Work instructions: Output nothing but the lines from the line with "of the taillight" through the end of the listing below, both ends included.

Records supplied:

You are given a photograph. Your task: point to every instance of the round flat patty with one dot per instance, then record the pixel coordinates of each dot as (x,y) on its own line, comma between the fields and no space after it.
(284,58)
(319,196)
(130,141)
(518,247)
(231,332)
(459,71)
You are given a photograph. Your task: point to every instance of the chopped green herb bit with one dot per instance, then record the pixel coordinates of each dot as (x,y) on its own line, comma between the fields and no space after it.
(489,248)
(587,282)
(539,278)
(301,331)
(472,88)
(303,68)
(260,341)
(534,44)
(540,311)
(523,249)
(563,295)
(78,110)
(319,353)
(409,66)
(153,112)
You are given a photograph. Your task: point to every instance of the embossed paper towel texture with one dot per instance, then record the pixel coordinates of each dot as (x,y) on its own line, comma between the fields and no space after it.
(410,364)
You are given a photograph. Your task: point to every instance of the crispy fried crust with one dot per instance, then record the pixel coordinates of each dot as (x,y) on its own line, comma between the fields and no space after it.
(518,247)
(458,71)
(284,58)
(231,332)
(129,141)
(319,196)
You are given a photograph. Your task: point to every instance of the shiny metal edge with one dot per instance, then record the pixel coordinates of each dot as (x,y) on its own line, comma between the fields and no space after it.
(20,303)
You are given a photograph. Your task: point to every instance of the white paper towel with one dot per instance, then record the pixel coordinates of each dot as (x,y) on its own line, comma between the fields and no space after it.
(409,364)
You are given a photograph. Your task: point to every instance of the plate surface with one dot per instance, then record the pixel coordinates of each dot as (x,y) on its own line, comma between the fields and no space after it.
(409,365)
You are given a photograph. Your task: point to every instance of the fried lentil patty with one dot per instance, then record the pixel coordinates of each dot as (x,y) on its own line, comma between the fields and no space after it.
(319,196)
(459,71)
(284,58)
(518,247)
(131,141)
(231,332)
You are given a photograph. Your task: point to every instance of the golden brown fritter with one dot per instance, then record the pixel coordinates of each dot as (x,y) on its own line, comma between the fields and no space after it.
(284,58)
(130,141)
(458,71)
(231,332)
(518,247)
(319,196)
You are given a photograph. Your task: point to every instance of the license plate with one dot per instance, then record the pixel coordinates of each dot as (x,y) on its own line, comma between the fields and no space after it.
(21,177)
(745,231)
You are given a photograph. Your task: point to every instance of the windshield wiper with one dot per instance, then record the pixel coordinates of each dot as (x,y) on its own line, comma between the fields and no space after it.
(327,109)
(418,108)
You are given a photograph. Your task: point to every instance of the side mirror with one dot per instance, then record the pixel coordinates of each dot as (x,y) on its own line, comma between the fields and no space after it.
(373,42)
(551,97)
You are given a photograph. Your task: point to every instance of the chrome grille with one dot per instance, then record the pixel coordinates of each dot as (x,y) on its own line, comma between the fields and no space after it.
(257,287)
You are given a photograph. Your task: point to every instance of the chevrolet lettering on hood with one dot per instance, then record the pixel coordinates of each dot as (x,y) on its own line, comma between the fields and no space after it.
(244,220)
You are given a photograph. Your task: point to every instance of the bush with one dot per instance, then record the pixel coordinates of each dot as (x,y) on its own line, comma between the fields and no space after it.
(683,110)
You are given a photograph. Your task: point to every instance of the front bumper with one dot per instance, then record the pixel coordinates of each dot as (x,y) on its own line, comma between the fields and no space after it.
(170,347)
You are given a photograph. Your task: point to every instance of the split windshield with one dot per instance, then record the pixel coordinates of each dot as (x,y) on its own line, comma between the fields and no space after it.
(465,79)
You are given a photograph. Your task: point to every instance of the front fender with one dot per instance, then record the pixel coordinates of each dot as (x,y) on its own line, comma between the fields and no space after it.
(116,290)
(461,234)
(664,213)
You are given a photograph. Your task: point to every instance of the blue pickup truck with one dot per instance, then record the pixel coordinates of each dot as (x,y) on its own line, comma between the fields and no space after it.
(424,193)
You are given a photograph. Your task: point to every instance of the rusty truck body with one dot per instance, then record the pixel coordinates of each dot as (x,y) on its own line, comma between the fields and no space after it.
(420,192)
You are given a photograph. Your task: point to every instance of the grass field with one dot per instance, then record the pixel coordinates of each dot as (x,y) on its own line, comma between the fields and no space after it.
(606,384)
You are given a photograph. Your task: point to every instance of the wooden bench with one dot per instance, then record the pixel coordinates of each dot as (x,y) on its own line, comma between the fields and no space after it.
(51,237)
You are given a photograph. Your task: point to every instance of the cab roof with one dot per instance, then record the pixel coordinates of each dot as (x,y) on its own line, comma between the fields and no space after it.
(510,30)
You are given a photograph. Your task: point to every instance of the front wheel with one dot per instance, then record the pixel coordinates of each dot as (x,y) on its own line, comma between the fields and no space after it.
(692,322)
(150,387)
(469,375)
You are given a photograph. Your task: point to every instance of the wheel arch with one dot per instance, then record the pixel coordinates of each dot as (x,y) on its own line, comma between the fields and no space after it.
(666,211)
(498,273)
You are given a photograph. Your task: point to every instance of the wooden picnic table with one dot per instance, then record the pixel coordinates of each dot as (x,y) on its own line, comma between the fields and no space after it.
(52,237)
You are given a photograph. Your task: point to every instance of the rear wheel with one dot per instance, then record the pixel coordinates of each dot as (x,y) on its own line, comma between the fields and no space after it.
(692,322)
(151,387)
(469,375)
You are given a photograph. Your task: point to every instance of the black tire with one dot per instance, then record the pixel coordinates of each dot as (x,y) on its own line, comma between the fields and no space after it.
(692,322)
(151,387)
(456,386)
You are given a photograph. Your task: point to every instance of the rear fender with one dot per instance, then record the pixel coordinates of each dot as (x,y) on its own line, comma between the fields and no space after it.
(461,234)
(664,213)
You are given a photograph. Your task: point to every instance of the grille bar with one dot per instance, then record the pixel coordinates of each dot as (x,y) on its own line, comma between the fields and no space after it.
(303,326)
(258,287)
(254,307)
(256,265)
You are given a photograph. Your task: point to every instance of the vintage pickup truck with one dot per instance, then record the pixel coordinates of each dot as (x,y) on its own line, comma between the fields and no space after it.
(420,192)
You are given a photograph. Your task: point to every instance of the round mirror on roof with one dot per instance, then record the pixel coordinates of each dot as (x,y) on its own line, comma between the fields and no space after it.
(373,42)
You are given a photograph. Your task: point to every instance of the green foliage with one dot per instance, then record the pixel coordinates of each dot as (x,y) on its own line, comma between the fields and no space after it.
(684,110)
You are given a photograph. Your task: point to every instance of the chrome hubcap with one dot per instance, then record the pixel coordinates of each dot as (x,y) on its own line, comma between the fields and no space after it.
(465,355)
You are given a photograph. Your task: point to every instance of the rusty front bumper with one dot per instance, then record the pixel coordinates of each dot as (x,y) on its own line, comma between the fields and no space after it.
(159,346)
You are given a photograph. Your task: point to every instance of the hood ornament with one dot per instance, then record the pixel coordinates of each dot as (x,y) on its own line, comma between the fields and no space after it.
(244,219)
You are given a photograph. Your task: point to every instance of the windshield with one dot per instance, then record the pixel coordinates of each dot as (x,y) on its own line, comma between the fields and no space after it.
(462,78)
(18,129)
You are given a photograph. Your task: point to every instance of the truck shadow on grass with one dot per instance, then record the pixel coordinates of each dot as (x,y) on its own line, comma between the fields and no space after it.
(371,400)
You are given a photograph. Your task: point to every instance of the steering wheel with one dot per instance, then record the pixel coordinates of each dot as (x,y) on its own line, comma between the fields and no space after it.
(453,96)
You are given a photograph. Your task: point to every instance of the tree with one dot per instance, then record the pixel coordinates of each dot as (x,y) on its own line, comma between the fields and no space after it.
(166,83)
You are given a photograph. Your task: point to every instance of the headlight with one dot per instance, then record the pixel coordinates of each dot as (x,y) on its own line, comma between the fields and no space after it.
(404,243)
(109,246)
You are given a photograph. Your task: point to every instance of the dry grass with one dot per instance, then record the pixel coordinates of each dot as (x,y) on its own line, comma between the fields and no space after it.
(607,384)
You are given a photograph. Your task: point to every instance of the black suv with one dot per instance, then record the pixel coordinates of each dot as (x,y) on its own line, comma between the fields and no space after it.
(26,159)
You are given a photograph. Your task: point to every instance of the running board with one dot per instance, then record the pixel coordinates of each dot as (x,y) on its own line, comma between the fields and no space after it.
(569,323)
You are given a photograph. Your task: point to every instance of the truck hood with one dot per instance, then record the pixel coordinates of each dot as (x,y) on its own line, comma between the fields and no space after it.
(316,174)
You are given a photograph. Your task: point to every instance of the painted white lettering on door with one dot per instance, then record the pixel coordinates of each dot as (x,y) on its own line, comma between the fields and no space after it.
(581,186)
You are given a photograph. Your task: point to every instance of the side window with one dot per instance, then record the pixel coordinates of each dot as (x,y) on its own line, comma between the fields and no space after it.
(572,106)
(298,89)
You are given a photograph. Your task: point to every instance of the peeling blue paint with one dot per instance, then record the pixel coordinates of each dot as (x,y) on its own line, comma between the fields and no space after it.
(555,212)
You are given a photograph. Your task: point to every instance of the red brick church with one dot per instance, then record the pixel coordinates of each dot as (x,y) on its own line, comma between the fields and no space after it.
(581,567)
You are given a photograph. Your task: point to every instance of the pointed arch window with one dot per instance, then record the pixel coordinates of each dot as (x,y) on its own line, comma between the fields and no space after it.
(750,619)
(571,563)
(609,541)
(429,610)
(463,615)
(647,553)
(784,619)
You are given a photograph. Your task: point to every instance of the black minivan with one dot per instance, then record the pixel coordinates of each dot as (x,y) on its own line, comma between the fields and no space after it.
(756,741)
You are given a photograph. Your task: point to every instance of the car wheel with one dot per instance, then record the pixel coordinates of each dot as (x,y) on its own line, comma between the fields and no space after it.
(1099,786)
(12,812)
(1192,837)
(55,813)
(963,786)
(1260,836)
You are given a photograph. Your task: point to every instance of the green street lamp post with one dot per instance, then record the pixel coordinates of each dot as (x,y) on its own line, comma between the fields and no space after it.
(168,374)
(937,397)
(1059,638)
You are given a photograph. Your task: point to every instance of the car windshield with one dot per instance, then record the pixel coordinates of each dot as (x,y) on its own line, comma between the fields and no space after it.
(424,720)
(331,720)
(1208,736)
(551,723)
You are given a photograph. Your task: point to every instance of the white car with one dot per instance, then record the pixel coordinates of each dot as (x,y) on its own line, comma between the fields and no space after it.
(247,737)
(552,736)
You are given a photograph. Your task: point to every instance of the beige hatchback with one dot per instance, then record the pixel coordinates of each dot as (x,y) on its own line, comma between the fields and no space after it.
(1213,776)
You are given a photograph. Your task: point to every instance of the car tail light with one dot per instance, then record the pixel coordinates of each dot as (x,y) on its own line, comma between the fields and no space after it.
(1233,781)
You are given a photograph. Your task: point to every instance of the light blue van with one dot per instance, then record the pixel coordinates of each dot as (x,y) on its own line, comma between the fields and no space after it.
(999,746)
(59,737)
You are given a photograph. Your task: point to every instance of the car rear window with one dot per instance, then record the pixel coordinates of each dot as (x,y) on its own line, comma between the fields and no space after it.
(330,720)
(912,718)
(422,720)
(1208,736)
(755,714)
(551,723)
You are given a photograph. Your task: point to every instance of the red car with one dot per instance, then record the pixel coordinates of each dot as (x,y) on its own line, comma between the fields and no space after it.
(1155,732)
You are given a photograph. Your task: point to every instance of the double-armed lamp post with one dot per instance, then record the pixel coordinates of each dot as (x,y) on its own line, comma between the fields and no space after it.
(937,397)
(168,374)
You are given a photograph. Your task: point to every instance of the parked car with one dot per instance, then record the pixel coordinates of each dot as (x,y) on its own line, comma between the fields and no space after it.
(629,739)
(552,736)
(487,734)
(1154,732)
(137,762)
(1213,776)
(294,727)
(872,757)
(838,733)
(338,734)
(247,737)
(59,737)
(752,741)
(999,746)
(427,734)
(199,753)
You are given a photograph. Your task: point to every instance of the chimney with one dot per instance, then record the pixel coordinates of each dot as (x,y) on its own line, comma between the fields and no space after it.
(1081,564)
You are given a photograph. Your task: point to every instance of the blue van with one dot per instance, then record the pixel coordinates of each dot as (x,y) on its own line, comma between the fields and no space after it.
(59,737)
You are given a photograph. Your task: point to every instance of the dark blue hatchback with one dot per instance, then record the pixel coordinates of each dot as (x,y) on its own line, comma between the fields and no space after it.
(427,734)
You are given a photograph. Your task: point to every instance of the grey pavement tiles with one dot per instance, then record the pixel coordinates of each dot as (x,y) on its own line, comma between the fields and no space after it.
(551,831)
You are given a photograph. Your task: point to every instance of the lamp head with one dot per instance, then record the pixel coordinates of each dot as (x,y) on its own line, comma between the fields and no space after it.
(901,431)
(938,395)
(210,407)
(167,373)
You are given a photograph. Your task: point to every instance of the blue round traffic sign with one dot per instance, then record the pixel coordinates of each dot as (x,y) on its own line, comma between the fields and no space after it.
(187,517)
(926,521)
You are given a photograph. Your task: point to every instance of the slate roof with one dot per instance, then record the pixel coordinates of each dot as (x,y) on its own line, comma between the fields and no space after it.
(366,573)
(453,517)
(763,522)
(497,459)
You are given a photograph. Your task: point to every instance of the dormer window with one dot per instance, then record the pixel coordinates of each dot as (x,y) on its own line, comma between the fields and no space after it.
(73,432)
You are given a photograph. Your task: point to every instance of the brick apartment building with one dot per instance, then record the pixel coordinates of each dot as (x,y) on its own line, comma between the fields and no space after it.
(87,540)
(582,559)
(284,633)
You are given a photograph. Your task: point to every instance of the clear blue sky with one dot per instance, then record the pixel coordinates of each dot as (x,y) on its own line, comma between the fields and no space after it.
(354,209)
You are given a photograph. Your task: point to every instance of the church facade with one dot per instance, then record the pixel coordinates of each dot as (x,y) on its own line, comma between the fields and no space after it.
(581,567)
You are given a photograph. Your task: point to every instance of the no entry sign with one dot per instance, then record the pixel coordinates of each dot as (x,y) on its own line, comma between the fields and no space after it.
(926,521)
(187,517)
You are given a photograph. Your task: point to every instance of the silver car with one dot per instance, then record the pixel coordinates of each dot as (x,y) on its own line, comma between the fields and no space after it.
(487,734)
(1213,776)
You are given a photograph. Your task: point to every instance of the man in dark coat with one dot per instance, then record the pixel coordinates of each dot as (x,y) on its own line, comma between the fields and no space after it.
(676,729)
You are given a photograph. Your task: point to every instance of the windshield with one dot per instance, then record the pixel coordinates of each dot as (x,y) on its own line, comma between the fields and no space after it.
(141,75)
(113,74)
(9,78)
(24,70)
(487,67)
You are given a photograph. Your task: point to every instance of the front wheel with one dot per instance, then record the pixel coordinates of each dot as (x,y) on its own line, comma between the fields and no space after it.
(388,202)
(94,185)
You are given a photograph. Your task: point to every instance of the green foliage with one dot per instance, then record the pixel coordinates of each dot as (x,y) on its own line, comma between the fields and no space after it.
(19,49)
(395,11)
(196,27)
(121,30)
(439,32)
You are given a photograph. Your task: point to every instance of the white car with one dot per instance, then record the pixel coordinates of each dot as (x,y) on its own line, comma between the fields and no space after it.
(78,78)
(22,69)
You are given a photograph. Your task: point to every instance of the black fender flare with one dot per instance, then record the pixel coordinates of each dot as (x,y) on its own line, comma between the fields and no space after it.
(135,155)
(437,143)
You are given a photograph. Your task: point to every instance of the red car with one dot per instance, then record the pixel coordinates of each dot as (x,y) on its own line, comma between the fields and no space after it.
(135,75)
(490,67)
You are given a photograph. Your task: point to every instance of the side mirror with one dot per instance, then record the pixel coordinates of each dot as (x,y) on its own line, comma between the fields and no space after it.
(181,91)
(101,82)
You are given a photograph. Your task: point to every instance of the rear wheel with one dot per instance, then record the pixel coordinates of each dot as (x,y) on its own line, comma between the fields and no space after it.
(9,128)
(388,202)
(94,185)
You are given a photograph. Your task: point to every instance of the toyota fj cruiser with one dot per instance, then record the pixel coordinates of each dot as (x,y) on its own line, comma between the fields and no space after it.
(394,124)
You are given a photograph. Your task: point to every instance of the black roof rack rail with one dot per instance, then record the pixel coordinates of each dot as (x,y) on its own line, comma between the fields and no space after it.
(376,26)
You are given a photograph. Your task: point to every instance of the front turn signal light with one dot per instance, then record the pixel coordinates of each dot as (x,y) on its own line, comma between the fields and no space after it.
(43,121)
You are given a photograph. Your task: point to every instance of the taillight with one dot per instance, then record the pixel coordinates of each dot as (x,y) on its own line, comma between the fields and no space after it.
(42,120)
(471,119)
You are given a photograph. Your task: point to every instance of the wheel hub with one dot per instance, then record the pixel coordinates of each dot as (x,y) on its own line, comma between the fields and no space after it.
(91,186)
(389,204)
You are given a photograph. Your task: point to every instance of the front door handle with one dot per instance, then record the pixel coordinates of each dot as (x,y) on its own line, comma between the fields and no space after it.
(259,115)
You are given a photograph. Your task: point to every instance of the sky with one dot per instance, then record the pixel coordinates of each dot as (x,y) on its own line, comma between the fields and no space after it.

The reply:
You are given a photograph. Your task: point to every instance of the taillight with one dot per instance, then record the pixel coordinates of each dot as (x,y) on its own line, comma between the fields and no space after it.
(42,120)
(471,119)
You are given a photograph. Your task: point to every instance of the wheel hub with one dot per instance, then record the pixel coordinates of each dot as (x,y) on its own line, comma between the fields and no space after it.
(91,186)
(389,204)
You are given a photograph. Your task: point to every instance of the front door handle with one dot per instance, then record the pixel coordinates of each dot as (x,y) on its own line, comma between the fields and no space after it.
(259,115)
You are given a photograph. Your task: point to every instance of the sky with one dot per instance, then record the pixel coordinates of each dot as (x,y) on its own line, comma between the fields and no space after it.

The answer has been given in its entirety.